## Start Records for processing

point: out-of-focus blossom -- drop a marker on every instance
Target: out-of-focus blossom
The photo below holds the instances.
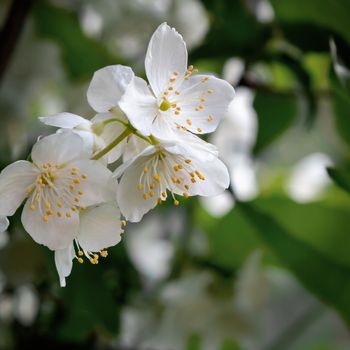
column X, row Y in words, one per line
column 309, row 178
column 235, row 138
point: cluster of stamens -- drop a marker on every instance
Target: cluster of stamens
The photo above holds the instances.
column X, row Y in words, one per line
column 93, row 257
column 164, row 172
column 57, row 191
column 171, row 98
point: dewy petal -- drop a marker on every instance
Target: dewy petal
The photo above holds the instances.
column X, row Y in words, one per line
column 59, row 148
column 65, row 120
column 204, row 101
column 15, row 181
column 4, row 223
column 139, row 105
column 107, row 87
column 57, row 233
column 130, row 200
column 166, row 54
column 100, row 227
column 97, row 185
column 64, row 263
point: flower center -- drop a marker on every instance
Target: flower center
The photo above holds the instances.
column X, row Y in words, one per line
column 57, row 191
column 165, row 171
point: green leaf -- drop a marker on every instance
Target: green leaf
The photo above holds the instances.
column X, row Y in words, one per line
column 341, row 177
column 330, row 14
column 327, row 279
column 276, row 112
column 341, row 104
column 81, row 55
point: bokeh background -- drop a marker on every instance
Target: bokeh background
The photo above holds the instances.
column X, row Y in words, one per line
column 264, row 266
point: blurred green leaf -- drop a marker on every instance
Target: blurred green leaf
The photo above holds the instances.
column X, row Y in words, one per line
column 333, row 15
column 276, row 112
column 341, row 177
column 81, row 55
column 341, row 102
column 329, row 280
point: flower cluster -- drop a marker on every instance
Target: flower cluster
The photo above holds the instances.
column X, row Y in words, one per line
column 74, row 204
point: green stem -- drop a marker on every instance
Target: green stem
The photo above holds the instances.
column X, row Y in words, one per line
column 114, row 143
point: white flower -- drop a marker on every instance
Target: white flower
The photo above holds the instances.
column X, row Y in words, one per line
column 183, row 169
column 58, row 184
column 97, row 133
column 100, row 228
column 176, row 97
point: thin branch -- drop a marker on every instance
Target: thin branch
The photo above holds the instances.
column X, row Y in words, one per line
column 11, row 31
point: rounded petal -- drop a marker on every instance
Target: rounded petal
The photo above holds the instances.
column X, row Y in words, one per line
column 166, row 54
column 98, row 185
column 15, row 182
column 64, row 120
column 107, row 87
column 59, row 148
column 130, row 200
column 139, row 105
column 100, row 227
column 64, row 263
column 4, row 223
column 56, row 233
column 203, row 103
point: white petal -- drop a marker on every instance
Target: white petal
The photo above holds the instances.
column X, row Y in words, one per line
column 64, row 263
column 57, row 233
column 100, row 227
column 139, row 105
column 99, row 186
column 58, row 148
column 129, row 198
column 4, row 223
column 15, row 180
column 166, row 54
column 64, row 120
column 107, row 87
column 215, row 103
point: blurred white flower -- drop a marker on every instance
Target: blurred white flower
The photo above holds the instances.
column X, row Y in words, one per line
column 309, row 178
column 150, row 250
column 26, row 304
column 235, row 138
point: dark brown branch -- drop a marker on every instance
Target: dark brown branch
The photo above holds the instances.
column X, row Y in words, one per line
column 11, row 31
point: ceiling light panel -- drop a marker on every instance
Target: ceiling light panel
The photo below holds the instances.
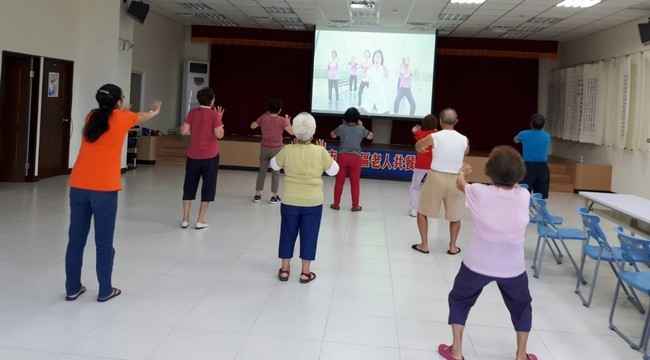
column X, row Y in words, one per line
column 578, row 3
column 514, row 35
column 469, row 2
column 297, row 27
column 545, row 20
column 211, row 16
column 225, row 23
column 458, row 17
column 194, row 6
column 278, row 10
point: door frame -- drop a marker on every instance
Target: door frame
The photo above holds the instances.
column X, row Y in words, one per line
column 32, row 125
column 69, row 83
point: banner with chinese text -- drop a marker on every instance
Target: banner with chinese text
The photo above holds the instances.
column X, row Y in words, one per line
column 384, row 164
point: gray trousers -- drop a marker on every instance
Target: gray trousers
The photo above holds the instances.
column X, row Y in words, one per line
column 266, row 154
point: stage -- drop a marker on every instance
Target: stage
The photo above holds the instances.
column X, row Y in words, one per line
column 380, row 161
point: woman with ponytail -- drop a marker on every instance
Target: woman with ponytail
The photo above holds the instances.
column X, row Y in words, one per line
column 94, row 183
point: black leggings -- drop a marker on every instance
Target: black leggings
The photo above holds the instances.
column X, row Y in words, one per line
column 195, row 169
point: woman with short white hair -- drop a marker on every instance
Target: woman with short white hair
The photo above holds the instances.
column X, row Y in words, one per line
column 302, row 197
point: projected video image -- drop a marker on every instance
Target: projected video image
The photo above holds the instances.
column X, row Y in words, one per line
column 381, row 74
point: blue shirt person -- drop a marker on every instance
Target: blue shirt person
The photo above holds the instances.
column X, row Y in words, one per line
column 535, row 143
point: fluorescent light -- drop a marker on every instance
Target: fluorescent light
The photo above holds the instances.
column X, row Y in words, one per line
column 362, row 4
column 467, row 1
column 578, row 3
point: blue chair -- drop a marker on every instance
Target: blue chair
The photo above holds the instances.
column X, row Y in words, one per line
column 601, row 251
column 547, row 231
column 633, row 248
column 534, row 217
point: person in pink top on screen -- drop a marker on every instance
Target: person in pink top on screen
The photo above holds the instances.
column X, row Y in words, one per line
column 204, row 126
column 404, row 88
column 364, row 65
column 333, row 76
column 496, row 249
column 354, row 66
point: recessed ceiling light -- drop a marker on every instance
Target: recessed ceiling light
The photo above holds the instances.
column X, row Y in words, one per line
column 467, row 1
column 578, row 3
column 362, row 4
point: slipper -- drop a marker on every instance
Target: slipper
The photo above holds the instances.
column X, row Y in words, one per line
column 445, row 352
column 116, row 292
column 415, row 247
column 311, row 276
column 75, row 296
column 281, row 273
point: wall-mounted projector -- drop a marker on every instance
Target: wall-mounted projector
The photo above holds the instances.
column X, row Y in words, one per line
column 362, row 4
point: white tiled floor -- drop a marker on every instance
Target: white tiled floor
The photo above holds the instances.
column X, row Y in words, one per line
column 213, row 294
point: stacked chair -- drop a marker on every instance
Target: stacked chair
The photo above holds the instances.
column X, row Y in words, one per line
column 600, row 251
column 547, row 231
column 634, row 251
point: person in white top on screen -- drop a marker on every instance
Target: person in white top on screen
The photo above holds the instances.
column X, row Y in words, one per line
column 449, row 149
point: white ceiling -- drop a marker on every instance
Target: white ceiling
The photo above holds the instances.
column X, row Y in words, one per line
column 515, row 19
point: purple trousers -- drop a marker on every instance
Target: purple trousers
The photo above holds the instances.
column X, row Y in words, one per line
column 468, row 285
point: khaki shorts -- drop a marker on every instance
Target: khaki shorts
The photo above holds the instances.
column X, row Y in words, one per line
column 439, row 188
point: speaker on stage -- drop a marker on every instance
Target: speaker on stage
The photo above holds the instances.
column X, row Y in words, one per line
column 644, row 32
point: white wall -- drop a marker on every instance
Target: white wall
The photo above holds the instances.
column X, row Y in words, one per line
column 631, row 169
column 82, row 31
column 86, row 32
column 159, row 55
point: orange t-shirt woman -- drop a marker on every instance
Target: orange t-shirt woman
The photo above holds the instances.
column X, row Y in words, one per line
column 94, row 184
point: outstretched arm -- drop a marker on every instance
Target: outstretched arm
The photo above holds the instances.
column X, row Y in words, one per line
column 423, row 144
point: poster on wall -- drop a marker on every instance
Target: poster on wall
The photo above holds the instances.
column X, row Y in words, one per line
column 53, row 85
column 588, row 124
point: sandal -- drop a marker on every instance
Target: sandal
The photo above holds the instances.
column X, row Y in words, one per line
column 281, row 273
column 116, row 292
column 310, row 276
column 75, row 296
column 445, row 352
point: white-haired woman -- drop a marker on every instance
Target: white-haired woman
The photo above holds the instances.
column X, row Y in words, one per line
column 302, row 197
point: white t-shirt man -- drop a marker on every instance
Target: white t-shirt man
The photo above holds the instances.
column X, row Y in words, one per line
column 448, row 151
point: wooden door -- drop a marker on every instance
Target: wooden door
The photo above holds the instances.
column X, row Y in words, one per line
column 55, row 131
column 17, row 116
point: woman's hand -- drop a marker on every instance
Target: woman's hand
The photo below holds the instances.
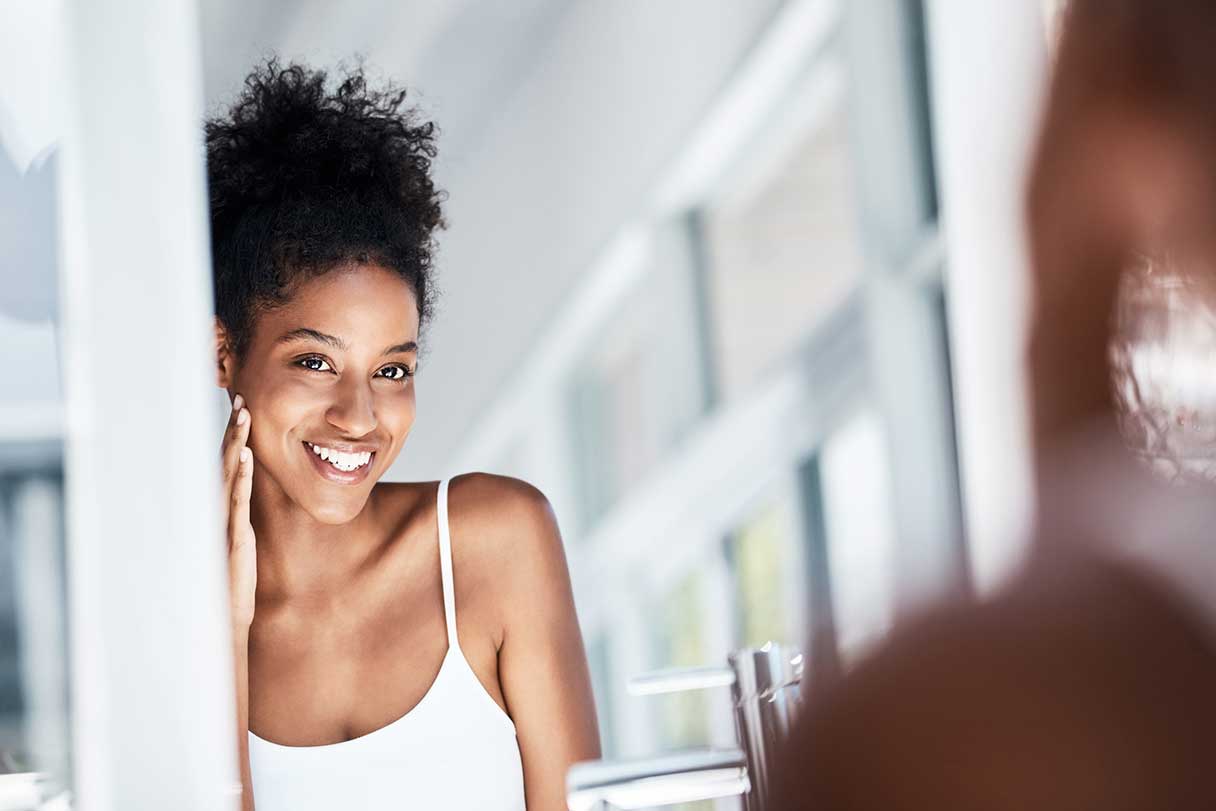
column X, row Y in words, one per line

## End Records for processing

Goal of the exercise |
Reproduce the stretch of material from the line containing "point: green stem" through the line containing "column 114, row 143", substituting "plant stem" for "green stem" wherever it occurs and leaving everything else unchanged.

Completed task |
point: plant stem -- drop a marker on every instance
Target: plant stem
The photo above holds the instances.
column X, row Y in words, one per line
column 114, row 143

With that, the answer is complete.